# 任务要求
[1] 根据这段关于人类视频生成的摘要,其免训练时序优化阶段以什么模型为基础?
[2] 请从这段关于人类视频生成的摘要中原样抄写一段文字,从包含“重塑思路:通过图像优先合成实现可控高质量人类视频生成的新探索”的词句开始,到“ted/ReImagine。”为止。

# 文本摘录
↓↓↓
重塑思路:通过图像优先合成实现可控高质量人类视频生成的新探索
ReImagine: Rethinking Controllable High-Quality Human Video Generation via Image-First Synthesis
April 21, 2026
作者: Zhengwentai Sun, Keru Zheng, Chenghong Li, Hongjie Liao, Xihe Yang, Heyuan Li, Yihao Zhi, Shuliang Ning, Shuguang Cui, Xiaoguang Han
cs.AI
摘要
由于在有限的多视角数据下难以同时建模人体外观、运动轨迹和相机视角,人类视频生成仍面临挑战。现有方法通常分别处理这些因素,导致可控性受限或视觉质量下降。我们以图像优先的视角重新审视该问题:通过图像生成学习高质量人体外观,并将其作为视频合成的先验知识,从而将外观建模与时序一致性解耦。我们提出一种姿态与视角可控的流程,该流程结合预训练图像主干网络与基于SMPL-X的运动引导,并引入基于预训练视频扩散模型的免训练时序优化阶段。我们的方法能在多样化姿态和视角下生成高质量、时序连贯的视频。同时,我们发布了标准人体数据集及用于组合式人体图像合成的辅助模型。代码与数据已公开于https://github.com/Taited/ReImagine。
↑↑↑
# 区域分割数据
↓↓↓
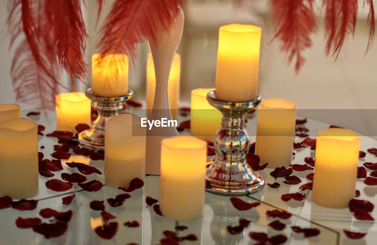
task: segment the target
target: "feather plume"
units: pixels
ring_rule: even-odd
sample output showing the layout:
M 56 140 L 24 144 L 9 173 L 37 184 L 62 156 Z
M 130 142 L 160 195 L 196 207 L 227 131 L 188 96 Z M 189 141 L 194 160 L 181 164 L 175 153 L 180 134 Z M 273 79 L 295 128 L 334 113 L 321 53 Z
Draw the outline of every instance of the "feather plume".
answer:
M 277 38 L 282 42 L 280 50 L 287 54 L 289 63 L 296 58 L 296 72 L 305 61 L 301 53 L 311 46 L 310 36 L 317 29 L 313 0 L 271 0 L 270 2 L 275 23 L 274 39 Z

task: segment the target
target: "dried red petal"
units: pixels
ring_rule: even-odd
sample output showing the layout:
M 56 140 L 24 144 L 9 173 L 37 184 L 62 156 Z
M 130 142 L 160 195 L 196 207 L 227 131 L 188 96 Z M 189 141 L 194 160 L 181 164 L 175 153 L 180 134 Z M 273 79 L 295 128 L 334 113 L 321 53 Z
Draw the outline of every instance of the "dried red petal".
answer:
↑↑↑
# 练习答案
[1] 以预训练视频扩散模型为基础。

[2]
重塑思路:通过图像优先合成实现可控高质量人类视频生成的新探索
ReImagine: Rethinking Controllable High-Quality Human Video Generation via Image-First Synthesis
April 21, 2026
作者: Zhengwentai Sun, Keru Zheng, Chenghong Li, Hongjie Liao, Xihe Yang, Heyuan Li, Yihao Zhi, Shuliang Ning, Shuguang Cui, Xiaoguang Han
cs.AI
摘要
由于在有限的多视角数据下难以同时建模人体外观、运动轨迹和相机视角,人类视频生成仍面临挑战。现有方法通常分别处理这些因素,导致可控性受限或视觉质量下降。我们以图像优先的视角重新审视该问题:通过图像生成学习高质量人体外观,并将其作为视频合成的先验知识,从而将外观建模与时序一致性解耦。我们提出一种姿态与视角可控的流程,该流程结合预训练图像主干网络与基于SMPL-X的运动引导,并引入基于预训练视频扩散模型的免训练时序优化阶段。我们的方法能在多样化姿态和视角下生成高质量、时序连贯的视频。同时,我们发布了标准人体数据集及用于组合式人体图像合成的辅助模型。代码与数据已公开于https://github.com/Taited/ReImagine。